* GOAL OF THE EXERCISE
Transcribe the records that follow, preserving every word.

* THE RECORDS
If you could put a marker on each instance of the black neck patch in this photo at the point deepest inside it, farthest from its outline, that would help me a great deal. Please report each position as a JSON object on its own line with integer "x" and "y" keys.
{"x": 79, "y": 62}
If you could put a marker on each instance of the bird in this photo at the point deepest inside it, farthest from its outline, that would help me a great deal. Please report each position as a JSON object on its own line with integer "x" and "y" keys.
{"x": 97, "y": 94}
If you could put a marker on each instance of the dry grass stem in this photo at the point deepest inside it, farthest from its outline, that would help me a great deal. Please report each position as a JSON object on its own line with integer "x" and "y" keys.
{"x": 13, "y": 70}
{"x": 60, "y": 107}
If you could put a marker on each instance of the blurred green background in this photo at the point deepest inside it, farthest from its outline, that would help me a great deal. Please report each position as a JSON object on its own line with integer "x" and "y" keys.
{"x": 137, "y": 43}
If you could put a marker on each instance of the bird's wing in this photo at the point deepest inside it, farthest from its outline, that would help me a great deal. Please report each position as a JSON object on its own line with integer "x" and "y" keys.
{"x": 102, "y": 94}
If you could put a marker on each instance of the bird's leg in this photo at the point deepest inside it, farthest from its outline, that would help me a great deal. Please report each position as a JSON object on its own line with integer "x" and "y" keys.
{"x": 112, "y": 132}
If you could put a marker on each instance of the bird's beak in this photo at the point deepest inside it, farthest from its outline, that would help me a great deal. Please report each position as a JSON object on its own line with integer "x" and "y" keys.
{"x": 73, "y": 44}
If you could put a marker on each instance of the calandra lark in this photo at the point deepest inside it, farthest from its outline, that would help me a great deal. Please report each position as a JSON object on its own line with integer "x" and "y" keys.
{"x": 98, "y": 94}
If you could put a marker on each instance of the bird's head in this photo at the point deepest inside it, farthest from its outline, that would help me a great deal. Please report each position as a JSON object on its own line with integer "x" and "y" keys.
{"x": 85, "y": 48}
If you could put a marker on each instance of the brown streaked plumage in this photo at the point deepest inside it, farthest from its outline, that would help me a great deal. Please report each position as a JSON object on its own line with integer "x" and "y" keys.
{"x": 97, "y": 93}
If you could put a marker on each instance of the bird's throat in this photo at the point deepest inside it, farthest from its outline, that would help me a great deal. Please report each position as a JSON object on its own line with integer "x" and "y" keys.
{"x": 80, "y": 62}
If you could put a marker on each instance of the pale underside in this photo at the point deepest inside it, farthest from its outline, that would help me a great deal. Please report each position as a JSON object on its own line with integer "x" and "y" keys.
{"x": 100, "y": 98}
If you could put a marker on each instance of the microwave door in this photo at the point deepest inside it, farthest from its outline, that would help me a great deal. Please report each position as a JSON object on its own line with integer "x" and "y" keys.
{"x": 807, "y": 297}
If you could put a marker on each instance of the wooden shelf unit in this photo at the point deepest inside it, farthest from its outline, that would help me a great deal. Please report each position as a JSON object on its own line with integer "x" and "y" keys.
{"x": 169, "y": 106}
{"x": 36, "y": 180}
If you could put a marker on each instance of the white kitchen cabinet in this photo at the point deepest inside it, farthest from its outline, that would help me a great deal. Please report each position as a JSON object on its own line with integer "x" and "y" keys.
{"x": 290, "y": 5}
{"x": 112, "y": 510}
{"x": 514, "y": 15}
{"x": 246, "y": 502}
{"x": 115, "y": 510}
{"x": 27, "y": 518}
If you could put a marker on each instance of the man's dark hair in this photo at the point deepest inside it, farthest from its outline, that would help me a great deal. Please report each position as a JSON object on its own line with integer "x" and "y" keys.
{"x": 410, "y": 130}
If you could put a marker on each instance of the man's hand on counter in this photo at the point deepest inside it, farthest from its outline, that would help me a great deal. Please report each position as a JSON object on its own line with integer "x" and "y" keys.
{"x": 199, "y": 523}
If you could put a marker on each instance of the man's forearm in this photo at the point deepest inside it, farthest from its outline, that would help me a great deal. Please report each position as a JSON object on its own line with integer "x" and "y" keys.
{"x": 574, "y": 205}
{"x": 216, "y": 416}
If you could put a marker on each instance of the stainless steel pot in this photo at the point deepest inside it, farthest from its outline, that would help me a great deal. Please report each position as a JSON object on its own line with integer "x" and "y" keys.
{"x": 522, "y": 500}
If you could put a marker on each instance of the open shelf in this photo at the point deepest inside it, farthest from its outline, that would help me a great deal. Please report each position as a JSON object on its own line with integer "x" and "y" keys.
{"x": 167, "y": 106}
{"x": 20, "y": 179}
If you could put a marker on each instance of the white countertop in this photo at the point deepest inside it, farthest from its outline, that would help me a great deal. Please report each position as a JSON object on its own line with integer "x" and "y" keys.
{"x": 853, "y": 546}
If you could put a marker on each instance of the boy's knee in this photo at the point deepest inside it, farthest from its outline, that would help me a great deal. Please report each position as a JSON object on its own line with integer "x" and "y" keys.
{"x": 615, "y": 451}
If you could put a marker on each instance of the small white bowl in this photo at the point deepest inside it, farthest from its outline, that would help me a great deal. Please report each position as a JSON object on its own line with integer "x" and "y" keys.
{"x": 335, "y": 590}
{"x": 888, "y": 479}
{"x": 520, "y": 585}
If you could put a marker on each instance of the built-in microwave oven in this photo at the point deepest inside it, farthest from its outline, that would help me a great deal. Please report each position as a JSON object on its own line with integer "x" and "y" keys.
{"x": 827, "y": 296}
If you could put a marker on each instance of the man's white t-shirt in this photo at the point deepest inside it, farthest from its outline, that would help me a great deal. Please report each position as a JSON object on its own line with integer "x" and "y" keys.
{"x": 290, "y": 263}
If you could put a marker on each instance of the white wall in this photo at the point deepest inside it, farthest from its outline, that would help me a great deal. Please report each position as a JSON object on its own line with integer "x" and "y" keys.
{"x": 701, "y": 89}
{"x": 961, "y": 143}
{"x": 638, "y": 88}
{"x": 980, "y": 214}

* RESPONSE
If you could put a marker on each instance of the black neck patch in this photo at the point deepest inside it, farthest from its outline, that would help me a great deal. Please report each position as a JSON object on its own line with integer "x" and "y" keys.
{"x": 79, "y": 62}
If you could put a marker on each instance of the bird in this photo at the point deepest inside it, farthest from its outline, that would help me a great deal. Please report each position as a JSON object on its own line with integer "x" and "y" keys.
{"x": 97, "y": 94}
If you could put a marker on each instance of the dry grass stem in this photo at the point deepest inside it, farthest from its outline, that would help me a great deal. Please report each position as a JSON object on its own line with integer "x" and "y" keys.
{"x": 13, "y": 70}
{"x": 60, "y": 107}
If you could put a marker on each instance of the blurred green background in this photo at the point deepest inside it, farthest from its outline, that would help me a great deal. Please report each position as a JSON object on its own line with integer "x" and "y" keys.
{"x": 137, "y": 43}
If you could put a marker on each instance of the bird's wing in this photo at the point deepest inside it, farthest from its outline, that would help me a great deal. Please report each position as a JSON object on its own line with integer "x" and "y" keys.
{"x": 102, "y": 94}
If you could put a marker on each instance of the bird's leg in this photo at the point deepest inside it, farthest from its outline, that would help me a great deal. Please report each position as a JSON object on its own line with integer "x" and "y" keys.
{"x": 112, "y": 132}
If you could put a marker on each instance of the bird's beak in this photo at the point deepest inside it, farthest from its outline, that would help me a great deal. Please report each position as a JSON object on its own line with integer "x" and "y" keys.
{"x": 73, "y": 44}
If you could put a marker on each instance of the calandra lark in this photo at the point deepest inside it, farthest from its outline, that would help me a great deal. Please report each position as a JSON object on its own line with integer "x" and "y" keys.
{"x": 98, "y": 94}
If you could put a marker on each instance of the bird's head in this photo at the point deepest inside it, farthest from its outline, that would help me a great deal. Please report each position as a JSON object on its own line with integer "x" and "y" keys.
{"x": 85, "y": 48}
If you could put a marker on each instance of the brown streaked plumage in this photo at the point deepest inside it, farthest from its outline, that would help me a great deal. Please report each position as a JSON object on its own line with integer "x" and "y" keys.
{"x": 97, "y": 93}
If you could put a marker on each instance of the bird's throat in this photo at the point deepest inside it, farthest from its outline, that would help me a great deal. Please report each position as a JSON object on its own line with integer "x" and "y" keys.
{"x": 80, "y": 62}
If you could put a marker on each instance of the pale underside in this photo at the point deepest inside it, farthest from its outline, that would help me a great deal. Please report each position as a JSON object on its own line with integer "x" and "y" keys.
{"x": 100, "y": 98}
If you could put a marker on each instance of the microwave door in this photo at the point deepest inside it, farthest from its outline, that would help me a great deal. Please report each position as a JSON object on its own line with integer "x" and "y" keys.
{"x": 807, "y": 297}
If you could put a marker on each instance of the wooden shelf unit in this photo at the point deepest inside it, farthest from its outline, that would help me a great deal. Please report each position as a JSON object on its own line with integer "x" and "y" keys.
{"x": 169, "y": 106}
{"x": 36, "y": 180}
If you could put a marker on each instance of the white kitchen cabinet in this photo at the point deepest inside it, farthest from its outline, that would help me a great deal. Please report each position as a JSON object on its own line with integer "x" and "y" keys.
{"x": 290, "y": 5}
{"x": 112, "y": 510}
{"x": 514, "y": 15}
{"x": 246, "y": 502}
{"x": 115, "y": 510}
{"x": 27, "y": 518}
If you could put a marker on each instance of the man's dark hair in this photo at the point deepest inside it, farthest from its outline, that would help me a great deal. Please report each position as a JSON object on its own line with integer "x" and "y" keys.
{"x": 410, "y": 130}
If you could put a marker on each instance of the man's hand on counter in this photo at the point deepest inside it, farthest from its outline, that would help me a great deal. Please report each position as a JSON object on its own line with integer "x" and "y" keys.
{"x": 199, "y": 523}
If you could put a marker on each instance of the man's forearm in this photo at the point deepest inside it, farthest from its outline, that would help me a great deal. Please report each position as a JSON object on its own line with integer "x" and "y" keys.
{"x": 574, "y": 205}
{"x": 216, "y": 416}
If you could put a marker on each instance of the stainless steel pot in this photo at the point deepest inside it, farthest from its outline, that would help me a great deal. Please report each position as a JSON object on its own line with integer "x" and "y" keys.
{"x": 522, "y": 500}
If you could put a marker on each instance of the open shelf in this photo at the point deepest inside it, farthest from its outline, that would help me a great deal. Please report each position as a JSON object on its own line with integer "x" and "y" keys.
{"x": 167, "y": 106}
{"x": 20, "y": 179}
If you could put a marker on each instance of the white countertop in this photo at the point deepest inside it, farthest from its outline, that would help me a great deal. Please report each position as a JSON object on its own line with integer "x" and "y" keys.
{"x": 853, "y": 546}
If you could put a marker on each instance of the boy's knee in this photo at the point deepest inside it, farthest from its outline, that would help me a great deal. Please report each position as a JSON object on its own line with integer "x" and "y" keys.
{"x": 615, "y": 451}
If you could put a marker on each instance of the small white bowl in this photo at the point deepest inside it, farthest from its outline, that would help me a great deal. Please report each position as a JSON object on its own line with integer "x" and "y" keys.
{"x": 335, "y": 590}
{"x": 888, "y": 479}
{"x": 520, "y": 585}
If you could put a marker on each instance of the built-in microwave oven in this photo at the point deepest inside it, farthest from its outline, that would help me a great deal. Please report each position as a JSON object on its own line with integer "x" and "y" keys.
{"x": 827, "y": 296}
If you could put a marker on each instance of the man's white t-shirt in this photo at the point deepest inside it, farthest from its outline, that would help me a great deal. Please report each position as a JSON object on its own line with integer "x" and "y" keys.
{"x": 290, "y": 263}
If you could put a marker on each instance of the white wall in this photo at the point deepest inside it, farthest from its outline, that would help me a great deal. Please report each position as a JSON object on its own line with integer "x" and "y" keys.
{"x": 701, "y": 89}
{"x": 961, "y": 143}
{"x": 638, "y": 88}
{"x": 980, "y": 214}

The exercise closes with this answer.